*WHAT TO PRODUCE:* Locate and copy each line in the data that contains the word "stone".

*DATA IN THIS EXERCISE:*

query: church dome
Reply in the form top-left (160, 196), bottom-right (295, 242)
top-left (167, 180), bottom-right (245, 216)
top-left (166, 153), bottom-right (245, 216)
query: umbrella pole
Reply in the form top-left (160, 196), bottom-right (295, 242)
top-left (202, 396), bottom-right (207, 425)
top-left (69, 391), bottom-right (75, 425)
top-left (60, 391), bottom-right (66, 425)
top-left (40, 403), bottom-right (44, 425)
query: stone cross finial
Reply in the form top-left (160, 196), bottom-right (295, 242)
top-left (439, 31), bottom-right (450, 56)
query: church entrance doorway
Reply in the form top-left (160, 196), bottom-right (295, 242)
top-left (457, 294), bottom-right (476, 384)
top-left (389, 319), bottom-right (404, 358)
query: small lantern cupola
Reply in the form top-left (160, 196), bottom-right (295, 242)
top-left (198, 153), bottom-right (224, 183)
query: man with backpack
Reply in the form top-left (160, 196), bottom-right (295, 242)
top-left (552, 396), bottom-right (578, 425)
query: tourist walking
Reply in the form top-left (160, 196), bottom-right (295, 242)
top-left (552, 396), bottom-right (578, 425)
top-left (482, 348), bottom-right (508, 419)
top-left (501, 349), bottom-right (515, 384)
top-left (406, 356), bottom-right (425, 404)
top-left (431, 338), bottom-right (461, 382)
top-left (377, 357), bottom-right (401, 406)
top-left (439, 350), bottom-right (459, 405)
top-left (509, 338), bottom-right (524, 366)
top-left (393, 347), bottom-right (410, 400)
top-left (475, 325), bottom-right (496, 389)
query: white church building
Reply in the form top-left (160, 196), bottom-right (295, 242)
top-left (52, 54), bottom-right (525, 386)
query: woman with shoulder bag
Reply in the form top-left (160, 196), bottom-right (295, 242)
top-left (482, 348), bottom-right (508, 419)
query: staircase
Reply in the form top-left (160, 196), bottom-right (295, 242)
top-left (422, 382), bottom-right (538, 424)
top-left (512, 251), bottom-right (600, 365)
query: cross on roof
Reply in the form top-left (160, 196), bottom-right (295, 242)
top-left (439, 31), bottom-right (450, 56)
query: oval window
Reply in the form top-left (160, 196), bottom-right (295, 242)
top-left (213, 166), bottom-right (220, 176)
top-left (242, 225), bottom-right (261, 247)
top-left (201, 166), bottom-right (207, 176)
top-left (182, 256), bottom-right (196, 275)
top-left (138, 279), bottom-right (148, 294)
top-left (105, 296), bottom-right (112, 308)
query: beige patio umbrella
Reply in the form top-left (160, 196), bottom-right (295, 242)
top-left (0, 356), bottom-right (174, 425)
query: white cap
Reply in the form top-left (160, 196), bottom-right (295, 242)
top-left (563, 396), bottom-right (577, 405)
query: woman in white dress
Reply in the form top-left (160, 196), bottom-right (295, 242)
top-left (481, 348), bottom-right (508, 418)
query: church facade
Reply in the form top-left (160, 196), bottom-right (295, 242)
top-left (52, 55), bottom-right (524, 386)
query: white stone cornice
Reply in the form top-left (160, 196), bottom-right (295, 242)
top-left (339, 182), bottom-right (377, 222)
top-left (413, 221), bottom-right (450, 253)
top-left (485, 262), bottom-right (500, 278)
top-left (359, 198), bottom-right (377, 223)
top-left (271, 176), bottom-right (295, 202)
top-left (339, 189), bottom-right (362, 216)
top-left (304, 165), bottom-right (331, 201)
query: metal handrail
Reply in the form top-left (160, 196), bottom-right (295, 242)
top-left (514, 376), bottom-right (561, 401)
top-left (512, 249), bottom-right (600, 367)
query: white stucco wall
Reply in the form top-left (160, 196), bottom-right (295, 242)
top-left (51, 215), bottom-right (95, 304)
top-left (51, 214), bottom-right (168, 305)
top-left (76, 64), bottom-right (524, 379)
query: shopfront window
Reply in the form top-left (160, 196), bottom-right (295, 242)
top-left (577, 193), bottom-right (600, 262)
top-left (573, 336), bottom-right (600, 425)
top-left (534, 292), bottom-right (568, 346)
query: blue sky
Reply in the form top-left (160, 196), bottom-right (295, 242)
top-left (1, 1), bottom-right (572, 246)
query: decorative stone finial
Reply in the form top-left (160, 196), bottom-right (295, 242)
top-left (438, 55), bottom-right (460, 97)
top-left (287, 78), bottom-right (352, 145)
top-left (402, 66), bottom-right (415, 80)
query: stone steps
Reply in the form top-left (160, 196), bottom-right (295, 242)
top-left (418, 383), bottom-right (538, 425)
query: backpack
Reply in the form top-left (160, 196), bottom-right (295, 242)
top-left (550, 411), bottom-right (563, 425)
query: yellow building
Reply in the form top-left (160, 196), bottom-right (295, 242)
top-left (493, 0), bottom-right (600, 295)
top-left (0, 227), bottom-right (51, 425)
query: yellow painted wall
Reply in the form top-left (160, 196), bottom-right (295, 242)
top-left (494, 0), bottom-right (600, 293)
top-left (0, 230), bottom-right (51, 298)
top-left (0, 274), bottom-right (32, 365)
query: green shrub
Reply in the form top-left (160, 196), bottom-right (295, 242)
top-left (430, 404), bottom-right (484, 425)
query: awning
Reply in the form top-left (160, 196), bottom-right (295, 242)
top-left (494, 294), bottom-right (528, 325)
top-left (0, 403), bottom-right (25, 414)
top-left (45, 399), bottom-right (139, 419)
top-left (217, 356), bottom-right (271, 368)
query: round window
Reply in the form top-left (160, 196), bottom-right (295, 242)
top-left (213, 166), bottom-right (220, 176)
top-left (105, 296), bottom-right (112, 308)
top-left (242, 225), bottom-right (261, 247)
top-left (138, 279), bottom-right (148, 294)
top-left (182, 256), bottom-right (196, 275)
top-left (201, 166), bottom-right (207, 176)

*ANSWER TO THIS EXERCISE:*
query: stone cross finial
query: white stone cornice
query: decorative stone finial
query: stone steps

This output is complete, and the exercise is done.